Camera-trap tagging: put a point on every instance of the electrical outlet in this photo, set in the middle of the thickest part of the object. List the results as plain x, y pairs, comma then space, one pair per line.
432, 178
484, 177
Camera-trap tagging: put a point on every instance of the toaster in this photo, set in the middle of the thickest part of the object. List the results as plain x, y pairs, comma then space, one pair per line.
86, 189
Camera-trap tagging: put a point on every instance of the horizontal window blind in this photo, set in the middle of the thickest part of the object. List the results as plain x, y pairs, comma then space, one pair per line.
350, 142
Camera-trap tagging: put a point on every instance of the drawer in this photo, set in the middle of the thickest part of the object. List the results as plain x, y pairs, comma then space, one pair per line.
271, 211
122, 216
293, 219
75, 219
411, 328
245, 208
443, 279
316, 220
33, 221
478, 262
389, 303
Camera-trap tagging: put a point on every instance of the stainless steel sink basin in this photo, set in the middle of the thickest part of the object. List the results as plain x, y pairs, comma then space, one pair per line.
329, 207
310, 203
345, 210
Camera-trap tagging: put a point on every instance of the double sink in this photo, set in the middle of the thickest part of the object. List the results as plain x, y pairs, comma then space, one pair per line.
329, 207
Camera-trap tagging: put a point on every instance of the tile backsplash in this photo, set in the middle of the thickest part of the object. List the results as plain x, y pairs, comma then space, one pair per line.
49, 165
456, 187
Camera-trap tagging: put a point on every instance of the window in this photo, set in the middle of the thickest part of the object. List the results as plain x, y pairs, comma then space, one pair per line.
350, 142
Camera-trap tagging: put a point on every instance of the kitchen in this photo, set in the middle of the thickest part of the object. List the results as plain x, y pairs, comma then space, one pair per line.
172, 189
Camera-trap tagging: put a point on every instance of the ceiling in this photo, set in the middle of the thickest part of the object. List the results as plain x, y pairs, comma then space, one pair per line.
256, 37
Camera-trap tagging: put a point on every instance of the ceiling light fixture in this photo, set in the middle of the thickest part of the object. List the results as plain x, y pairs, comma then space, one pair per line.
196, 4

▬▬▬

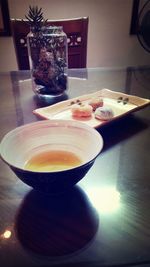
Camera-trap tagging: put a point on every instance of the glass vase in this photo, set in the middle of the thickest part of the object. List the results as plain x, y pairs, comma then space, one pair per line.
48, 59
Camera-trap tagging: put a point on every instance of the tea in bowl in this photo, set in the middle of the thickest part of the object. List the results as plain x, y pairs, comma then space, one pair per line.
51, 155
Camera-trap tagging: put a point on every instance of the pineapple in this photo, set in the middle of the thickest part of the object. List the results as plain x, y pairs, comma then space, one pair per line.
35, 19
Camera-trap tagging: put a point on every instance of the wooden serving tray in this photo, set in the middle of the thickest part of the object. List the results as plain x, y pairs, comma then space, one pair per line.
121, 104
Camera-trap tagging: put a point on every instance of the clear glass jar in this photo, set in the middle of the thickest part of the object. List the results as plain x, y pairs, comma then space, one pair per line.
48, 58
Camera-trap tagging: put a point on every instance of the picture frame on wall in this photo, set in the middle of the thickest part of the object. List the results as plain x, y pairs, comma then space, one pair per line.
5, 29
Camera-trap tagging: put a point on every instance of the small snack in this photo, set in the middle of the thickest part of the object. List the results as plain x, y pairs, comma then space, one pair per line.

▬▬▬

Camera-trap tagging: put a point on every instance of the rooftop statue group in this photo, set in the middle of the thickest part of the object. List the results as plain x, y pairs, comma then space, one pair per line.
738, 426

▬▬▬

• What is needed: In the listing above, start at the line with "Camera-trap tagging: put a point on every instance of the wooden", go on through the line with "Camera-trap tagging: put a point on every instance of the small", and copy each of those lines exactly; leave out all the rest.

• Solution:
Camera-trap tagging: put a point on every instance of the wooden serving tray in this photo, set in the middle of the thickest part of the object. List the results as plain x, y pairs, comma then space, one pair per line.
121, 104
Camera-trap tagging: put a point on every instance of the clear glass jar in this photo, set in the middle of the thickest part of the object. List the results as plain x, y pairs, comma then space, one pair per line.
48, 58
Camera-trap tagging: put a point on every instance of the picture frame on wall in this photo, set in the middle of the thickest part of the object. List the results as plain x, y pairs, comma then space, one pair per line.
5, 29
Camera-trap tagging: put a point on every instance of the small snack in this photo, set in the middle of the thickest part of the object. List the results as plain x, y pairs, comma then space, one pair per line.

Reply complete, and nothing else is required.